## [ЦЕЛЬ ЗАДАНИЯ A]
Сократите абзац текста об узах, который начинается словами «Четвертая УЗА — чувственность», и сохраните его основные сведения.
## [ЦЕЛЬ ЗАДАНИЯ B]
Выпишите без изменений фрагмент текста об узах, начиная со слов «Из упомянутого умолчания» и заканчивая словами «как учить себя.».

## [ИСХОДНЫЙ ТЕКСТ]
★ ★ ★ ★
Из упомянутого умолчания у ученика могут возникать две другие формы сомнения: сомнение в Учении и сомнение в методе, который избрал гуру. Первое идет от недостаточного понимания главных положений Учения; второе — плод самоуверенности и гордыни, ибо в этом случае ученик пытается учить учителя, как учить себя.
Третья УЗА — вера в действенность добрых дел, т. е. убеждение в том, что творя “добро” и избегая “зла”, мы становимся лучше и выше. Но единственное “добро”, которое мы можем совершить — это наилучшим образом выполнять то, что предписывает нам ПУТЬ, наша судьба, и творим ли мы таким образом дела “злые” или “добрые” — не наша вина и не наша заслуга.
Четвертая УЗА — чувственность. И в это слово вкладывается иной смысл, чем обычно принято. Для Путника это порабощенность чувствами, привязанность к ним, неумение обуздать их, и, в результате,— жизнь иллюзиями. Чувственность наиболее сильно удерживает нас в сознании различий, о котором мы упоминали выше.
★ ★ ★ ★
## [ИСХОДНЫЕ ДАННЫЕ]
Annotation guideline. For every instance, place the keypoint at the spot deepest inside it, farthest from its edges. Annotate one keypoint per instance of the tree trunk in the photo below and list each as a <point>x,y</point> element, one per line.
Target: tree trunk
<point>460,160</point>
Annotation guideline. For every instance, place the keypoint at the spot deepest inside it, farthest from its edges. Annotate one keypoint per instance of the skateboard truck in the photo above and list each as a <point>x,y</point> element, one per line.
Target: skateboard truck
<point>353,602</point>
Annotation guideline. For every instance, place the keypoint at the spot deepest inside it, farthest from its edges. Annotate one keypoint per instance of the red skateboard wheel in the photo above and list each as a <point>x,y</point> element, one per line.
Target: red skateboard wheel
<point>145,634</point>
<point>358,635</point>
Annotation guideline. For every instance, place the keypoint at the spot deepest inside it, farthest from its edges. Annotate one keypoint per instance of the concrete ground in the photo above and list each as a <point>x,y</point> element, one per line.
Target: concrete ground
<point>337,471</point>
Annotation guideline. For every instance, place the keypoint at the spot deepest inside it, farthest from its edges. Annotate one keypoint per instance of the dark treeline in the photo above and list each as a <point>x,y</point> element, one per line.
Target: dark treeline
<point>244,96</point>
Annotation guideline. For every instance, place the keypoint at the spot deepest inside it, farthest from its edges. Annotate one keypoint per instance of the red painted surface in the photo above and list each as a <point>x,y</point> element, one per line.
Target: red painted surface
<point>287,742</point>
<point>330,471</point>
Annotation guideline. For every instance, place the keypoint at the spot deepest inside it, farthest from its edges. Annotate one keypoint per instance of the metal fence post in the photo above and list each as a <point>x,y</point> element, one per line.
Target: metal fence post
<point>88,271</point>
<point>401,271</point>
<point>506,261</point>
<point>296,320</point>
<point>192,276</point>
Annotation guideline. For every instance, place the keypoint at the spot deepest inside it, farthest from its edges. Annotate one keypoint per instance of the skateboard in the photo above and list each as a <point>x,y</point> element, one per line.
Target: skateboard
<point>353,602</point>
★ ★ ★ ★
## [ПРАВИЛЬНЫЙ ОТВЕТ A]
Четвертая УЗА — чувственность, но понимается она иначе, чем обычно. Для Путника это порабощенность чувствами и привязанность к ним. Это также неумение их обуздать, которое ведет к жизни иллюзиями. Сильнее всего чувственность удерживает нас в сознании различий.

## [ПРАВИЛЬНЫЙ ОТВЕТ B]
Из упомянутого умолчания у ученика могут возникать две другие формы сомнения: сомнение в Учении и сомнение в методе, который избрал гуру. Первое идет от недостаточного понимания главных положений Учения; второе — плод самоуверенности и гордыни, ибо в этом случае ученик пытается учить учителя, как учить себя.